EXERCISES –
1. In the dental school anecdote, rewrite the paragraph beginning "My voice belied the words" more briefly, keeping its main facts.
2. Translate this sentence from the dental school anecdote into Spanish: "Walking to dental school one day, I met one of our professors, carrying a cage."
3. According to the dental school anecdote, why did the narrator ask about the life expectancy of the research animals? Answer in one to three sentences.

DOCUMENT EXCERPT –
↓↓↓

Walking to dental school one day, I met one of our professors, carrying a cage.
A conversation ensued.
‘May I ask what is in the cage, Professor?’
‘You may, Mr. Hellyer – it’s a monkey of the species Macaca Irus.’
‘Really?’.
‘Yes ………. we are investigating the mechanism of mesial drift in monkey’s teeth. You know what mesial drift is, Mr Hellyer?’
‘Well, er, yes, it’s the, er, the tendency of posterior teeth to move forwards towards the midline, erm, along the line of the dental arch.’
‘Quite right, and do you know what causes it?’
‘Well, no and erm, presumably that’s what you’re going to tell me.’
‘I wish I could. So far we have eliminated muscles of the tongue and cheek as causative mechanisms and are now investigating the effects of the transseptal fibres in the process.’
‘Really? How interesting.’
My voice belied the words, and probably went up an octave. I was at a loss on how to continue the conversation, knowing nothing about monkeys and not a lot more about mesial drift. So, in an attempt to move the topic onto safer ground, I enquired about the life expectancy of the research animals.
‘Do they die very often?’ I asked.

↑↑↑

DATA PROVIDED –
↓↓↓

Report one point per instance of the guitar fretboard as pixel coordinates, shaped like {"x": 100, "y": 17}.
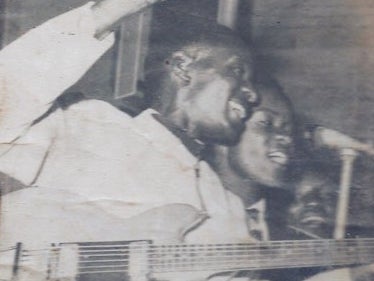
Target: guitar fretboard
{"x": 124, "y": 257}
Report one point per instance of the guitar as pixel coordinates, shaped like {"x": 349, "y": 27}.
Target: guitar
{"x": 150, "y": 248}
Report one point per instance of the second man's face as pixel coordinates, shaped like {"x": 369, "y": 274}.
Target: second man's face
{"x": 266, "y": 146}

↑↑↑

EXPECTED RESULTS –
1. My voice betrayed my words, probably rising an octave. Unsure how to go on, since I knew nothing about monkeys and little about mesial drift, I tried to reach safer ground by asking about the research animals' life expectancy.

2. Un día, de camino a la facultad de odontología, me encontré con uno de nuestros profesores, que llevaba una jaula.

3. The narrator didn't know how to continue the conversation, knowing nothing about monkeys and little about mesial drift. Asking about the animals' life expectancy was an attempt to move the topic onto safer ground.